EXCERPT TO READ =>
Were you one of the kids who was told that babies are found in the cabbage patch? That old folk tale gained additional resonance in the 1970s when what would become Cabbage Patch Kids dolls had their conception in rural Georgia.
Influenced by Martha Nelson Thomas’ Doll Babies, art student Xavier Roberts combined his interest in needle molding with the quilting skills he learned from his mother to craft soft sculptures he called Little People. Roberts’ creations featured a pudgy face with close-set eyes and hair fashioned of colored yarn. They were funky rather than conventionally pretty, contrasting sharply with mass-produced plastic beauties. He dressed his homely babies in clothing picked at garage sales and gave them names he took from the 1938 birth records in his native Georgia. So far, the tale reads a bit like a storybook with a few red flags (who is Martha Nelson Thomas?), but it gets more complicated.
Roberts did not exactly “sell” Little People to customers. Instead, he offered them up for “adoption”—in return for a fee. He included a birth certificate and adoption papers with each doll. His marketing strategy proved interesting, considering that the Baby Scoop Era had come to an end. You’ve probably heard of the Baby Boom years, but the Baby Scoop Era has been defined by scholars as occupying the years following World War II through the early 1970s. During this period, an increase in out-of-wedlock pregnancies led many expecting women to adoption as the only option to navigate social expectations, poverty, illness, and family crisis. Within this social context, Roberts’ use of birth certificates and adoption papers to sell baby dolls seems completely unrelated to the feminist movement and the female experience. But the tactic proved fruitful.
Next on Roberts’ agenda was the organization of Original Appalachian Artworks, Inc. He transformed a turn-of-the-20th-century abandoned medical clinic into the company’s headquarters, and named the complex BabyLand General Hospital. Staff dressed as doctors and nurses greeted guests with southern hospitality. With national print and television media attention on his softly sculpted Little People, Roberts struggled to satisfy consumer demand.

ASSIGNMENT 1 =>
Return the text of the Cabbage Patch Kids passage from "Roberts did not" up to and including "tactic proved fruitful.", copied word for word.
ASSIGNMENT 2 =>
Condense the paragraph of the Cabbage Patch Kids passage that begins "Next on Roberts’ agenda" into a bulleted list that keeps its main facts.

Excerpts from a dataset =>
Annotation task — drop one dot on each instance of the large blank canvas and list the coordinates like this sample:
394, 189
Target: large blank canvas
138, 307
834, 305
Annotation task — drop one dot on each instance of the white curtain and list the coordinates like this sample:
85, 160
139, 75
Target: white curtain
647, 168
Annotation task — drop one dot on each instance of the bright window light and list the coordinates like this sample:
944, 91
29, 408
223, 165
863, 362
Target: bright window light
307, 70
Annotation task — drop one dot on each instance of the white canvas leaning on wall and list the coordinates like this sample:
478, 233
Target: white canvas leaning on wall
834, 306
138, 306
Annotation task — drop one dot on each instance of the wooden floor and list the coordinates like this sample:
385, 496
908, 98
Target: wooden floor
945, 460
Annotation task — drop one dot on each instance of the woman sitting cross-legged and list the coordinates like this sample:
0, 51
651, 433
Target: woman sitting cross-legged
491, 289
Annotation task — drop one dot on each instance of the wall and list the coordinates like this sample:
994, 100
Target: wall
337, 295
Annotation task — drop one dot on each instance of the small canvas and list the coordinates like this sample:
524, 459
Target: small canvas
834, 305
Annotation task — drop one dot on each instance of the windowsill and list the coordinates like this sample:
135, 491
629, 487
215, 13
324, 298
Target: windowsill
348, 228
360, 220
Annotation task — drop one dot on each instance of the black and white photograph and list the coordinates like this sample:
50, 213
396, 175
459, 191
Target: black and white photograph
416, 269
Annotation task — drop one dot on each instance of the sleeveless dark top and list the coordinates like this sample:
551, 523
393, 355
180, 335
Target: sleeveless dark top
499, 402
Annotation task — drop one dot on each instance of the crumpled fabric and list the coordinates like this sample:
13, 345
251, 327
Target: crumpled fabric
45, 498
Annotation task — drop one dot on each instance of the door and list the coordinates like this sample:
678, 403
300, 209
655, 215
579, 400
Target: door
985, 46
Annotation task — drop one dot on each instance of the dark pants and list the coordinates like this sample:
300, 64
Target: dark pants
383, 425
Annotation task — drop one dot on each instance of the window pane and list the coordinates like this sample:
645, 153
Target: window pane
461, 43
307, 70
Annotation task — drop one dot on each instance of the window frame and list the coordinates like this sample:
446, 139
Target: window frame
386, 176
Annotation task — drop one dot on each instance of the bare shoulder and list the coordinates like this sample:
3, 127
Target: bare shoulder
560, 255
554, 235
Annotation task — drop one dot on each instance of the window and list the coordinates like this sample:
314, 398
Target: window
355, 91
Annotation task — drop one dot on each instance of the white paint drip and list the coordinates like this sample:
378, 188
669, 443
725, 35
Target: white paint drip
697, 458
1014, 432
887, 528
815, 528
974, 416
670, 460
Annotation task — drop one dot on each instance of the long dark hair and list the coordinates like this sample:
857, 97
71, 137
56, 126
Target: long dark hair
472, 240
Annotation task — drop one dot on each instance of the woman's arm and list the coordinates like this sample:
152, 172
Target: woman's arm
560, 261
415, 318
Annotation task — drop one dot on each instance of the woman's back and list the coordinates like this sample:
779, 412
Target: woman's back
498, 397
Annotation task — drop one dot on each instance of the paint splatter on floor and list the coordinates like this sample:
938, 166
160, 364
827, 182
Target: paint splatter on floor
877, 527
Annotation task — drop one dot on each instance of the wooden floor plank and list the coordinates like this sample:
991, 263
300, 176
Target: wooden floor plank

TASK SOLUTION 1 =>
Roberts did not exactly “sell” Little People to customers. Instead, he offered them up for “adoption”—in return for a fee. He included a birth certificate and adoption papers with each doll. His marketing strategy proved interesting, considering that the Baby Scoop Era had come to an end. You’ve probably heard of the Baby Boom years, but the Baby Scoop Era has been defined by scholars as occupying the years following World War II through the early 1970s. During this period, an increase in out-of-wedlock pregnancies led many expecting women to adoption as the only option to navigate social expectations, poverty, illness, and family crisis. Within this social context, Roberts’ use of birth certificates and adoption papers to sell baby dolls seems completely unrelated to the feminist movement and the female experience. But the tactic proved fruitful.

TASK SOLUTION 2 =>
- Roberts organized Original Appalachian Artworks, Inc.
- He turned an abandoned medical clinic from the turn of the 20th century into the company's headquarters and named the complex BabyLand General Hospital.
- Staff dressed as doctors and nurses greeted guests with southern hospitality.
- National print and television media covered his Little People, and Roberts struggled to meet consumer demand.